Copy out every line below in full, multiplying each answer coordinate by 1.3 and rounding to the nearest whole number, with halves rounded up. Keep the other text and its sample numbers unchanged, and leave the pictures out.

— START OF Source material —

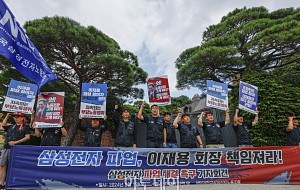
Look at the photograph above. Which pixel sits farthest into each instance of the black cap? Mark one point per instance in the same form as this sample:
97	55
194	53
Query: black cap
154	105
240	114
185	115
167	113
124	110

— END OF Source material —

**Final result:**
Look at the photograph above. Which pixel sits farthest into each instance of the black cap? Mark one point per instance in the same form as this sample:
97	55
194	53
Query: black cap
200	137
312	148
241	150
217	147
161	143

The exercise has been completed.